• _ACTIVITY_
Scan the records and identify every line in which the string "spoon" occurs, then return those lines.

• _DATA SHOWN_
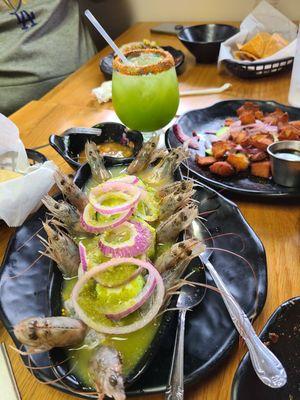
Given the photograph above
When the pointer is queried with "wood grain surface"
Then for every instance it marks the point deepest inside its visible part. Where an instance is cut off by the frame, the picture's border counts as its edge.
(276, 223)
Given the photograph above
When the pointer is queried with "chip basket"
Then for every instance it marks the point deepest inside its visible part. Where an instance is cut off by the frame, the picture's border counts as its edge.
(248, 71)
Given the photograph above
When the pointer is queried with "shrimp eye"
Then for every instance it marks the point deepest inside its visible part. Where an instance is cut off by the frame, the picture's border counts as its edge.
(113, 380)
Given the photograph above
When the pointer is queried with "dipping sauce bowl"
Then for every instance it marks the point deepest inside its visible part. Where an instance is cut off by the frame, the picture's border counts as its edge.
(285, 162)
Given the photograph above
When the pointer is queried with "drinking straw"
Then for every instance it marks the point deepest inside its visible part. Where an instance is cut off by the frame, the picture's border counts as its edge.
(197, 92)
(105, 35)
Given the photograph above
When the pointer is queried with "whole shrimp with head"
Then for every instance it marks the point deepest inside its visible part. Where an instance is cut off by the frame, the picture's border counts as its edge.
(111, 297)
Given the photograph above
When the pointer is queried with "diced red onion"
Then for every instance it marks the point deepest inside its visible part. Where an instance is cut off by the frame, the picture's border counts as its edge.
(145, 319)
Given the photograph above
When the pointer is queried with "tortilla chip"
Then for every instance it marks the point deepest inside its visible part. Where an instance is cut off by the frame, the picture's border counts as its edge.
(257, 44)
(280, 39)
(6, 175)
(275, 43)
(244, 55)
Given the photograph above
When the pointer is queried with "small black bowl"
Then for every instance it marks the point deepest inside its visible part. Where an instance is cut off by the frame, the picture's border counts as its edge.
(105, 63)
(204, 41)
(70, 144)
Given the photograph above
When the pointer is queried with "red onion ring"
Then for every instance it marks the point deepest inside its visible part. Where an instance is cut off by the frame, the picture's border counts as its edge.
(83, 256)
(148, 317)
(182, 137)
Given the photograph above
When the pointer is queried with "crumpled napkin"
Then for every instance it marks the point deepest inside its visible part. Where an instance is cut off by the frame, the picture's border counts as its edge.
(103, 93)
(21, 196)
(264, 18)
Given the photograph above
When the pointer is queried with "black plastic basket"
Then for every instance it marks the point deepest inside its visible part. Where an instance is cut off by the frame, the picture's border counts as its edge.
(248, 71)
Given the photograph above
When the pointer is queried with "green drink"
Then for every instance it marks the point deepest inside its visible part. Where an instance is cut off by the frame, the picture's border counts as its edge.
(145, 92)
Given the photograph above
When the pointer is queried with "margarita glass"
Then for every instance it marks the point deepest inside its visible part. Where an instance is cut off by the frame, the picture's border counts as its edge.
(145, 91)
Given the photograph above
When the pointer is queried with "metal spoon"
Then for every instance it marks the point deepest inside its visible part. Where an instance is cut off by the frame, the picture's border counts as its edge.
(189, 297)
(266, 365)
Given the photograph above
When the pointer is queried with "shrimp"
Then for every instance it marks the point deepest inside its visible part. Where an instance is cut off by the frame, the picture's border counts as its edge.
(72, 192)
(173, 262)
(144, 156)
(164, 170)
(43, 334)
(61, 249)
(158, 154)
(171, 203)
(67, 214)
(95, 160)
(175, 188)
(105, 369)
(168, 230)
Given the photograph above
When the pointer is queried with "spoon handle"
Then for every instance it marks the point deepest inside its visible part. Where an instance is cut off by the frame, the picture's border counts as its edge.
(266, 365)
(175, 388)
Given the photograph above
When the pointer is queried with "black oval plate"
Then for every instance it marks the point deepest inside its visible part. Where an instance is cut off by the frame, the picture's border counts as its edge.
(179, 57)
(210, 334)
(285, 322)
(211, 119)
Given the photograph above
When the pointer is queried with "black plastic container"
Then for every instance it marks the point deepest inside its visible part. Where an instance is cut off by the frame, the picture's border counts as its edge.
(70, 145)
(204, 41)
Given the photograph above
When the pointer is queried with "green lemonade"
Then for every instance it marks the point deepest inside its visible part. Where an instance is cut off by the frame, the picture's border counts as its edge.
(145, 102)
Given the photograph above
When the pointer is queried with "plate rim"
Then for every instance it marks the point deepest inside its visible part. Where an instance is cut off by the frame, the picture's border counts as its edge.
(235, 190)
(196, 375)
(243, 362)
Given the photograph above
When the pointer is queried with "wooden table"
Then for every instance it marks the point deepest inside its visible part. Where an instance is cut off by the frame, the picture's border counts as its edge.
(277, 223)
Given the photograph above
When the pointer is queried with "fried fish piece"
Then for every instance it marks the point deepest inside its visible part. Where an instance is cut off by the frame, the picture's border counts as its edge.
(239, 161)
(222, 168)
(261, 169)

==

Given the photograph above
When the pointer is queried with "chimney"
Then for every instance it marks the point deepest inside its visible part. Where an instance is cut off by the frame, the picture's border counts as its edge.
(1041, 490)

* * *

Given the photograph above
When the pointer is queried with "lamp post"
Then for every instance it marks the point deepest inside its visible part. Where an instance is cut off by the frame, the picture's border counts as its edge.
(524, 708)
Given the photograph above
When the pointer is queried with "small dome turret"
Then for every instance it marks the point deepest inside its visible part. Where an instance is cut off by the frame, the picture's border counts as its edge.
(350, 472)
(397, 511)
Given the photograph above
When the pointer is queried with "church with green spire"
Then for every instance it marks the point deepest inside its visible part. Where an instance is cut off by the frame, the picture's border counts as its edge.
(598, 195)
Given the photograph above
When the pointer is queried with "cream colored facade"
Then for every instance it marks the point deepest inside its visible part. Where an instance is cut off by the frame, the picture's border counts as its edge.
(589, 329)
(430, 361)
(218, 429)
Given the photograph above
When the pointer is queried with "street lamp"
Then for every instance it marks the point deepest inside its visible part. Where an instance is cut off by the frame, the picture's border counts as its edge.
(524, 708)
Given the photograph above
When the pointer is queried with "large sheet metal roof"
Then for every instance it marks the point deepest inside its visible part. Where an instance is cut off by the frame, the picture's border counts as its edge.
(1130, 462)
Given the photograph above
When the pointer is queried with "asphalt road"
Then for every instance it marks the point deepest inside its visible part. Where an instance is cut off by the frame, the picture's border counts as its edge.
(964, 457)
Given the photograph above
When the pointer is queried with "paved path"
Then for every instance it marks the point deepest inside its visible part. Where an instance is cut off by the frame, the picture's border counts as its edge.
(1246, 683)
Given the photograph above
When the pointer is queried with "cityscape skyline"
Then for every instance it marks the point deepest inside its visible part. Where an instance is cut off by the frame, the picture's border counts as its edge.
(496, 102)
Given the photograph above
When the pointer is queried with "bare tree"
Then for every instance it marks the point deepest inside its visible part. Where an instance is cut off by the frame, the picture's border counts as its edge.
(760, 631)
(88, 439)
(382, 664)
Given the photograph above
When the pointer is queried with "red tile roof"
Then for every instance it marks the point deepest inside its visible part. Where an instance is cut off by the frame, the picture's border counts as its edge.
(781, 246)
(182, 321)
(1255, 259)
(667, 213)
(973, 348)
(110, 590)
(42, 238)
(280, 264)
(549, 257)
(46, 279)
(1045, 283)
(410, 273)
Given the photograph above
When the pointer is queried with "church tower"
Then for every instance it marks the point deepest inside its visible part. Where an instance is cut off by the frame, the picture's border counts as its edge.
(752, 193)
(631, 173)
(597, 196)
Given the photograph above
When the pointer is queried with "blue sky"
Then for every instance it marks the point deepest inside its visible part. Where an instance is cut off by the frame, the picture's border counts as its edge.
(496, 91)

• _RESPONSE TO THIS EXERCISE_
When the pointer is queried with "metal spoon"
When the pointer is queried with "spoon handle"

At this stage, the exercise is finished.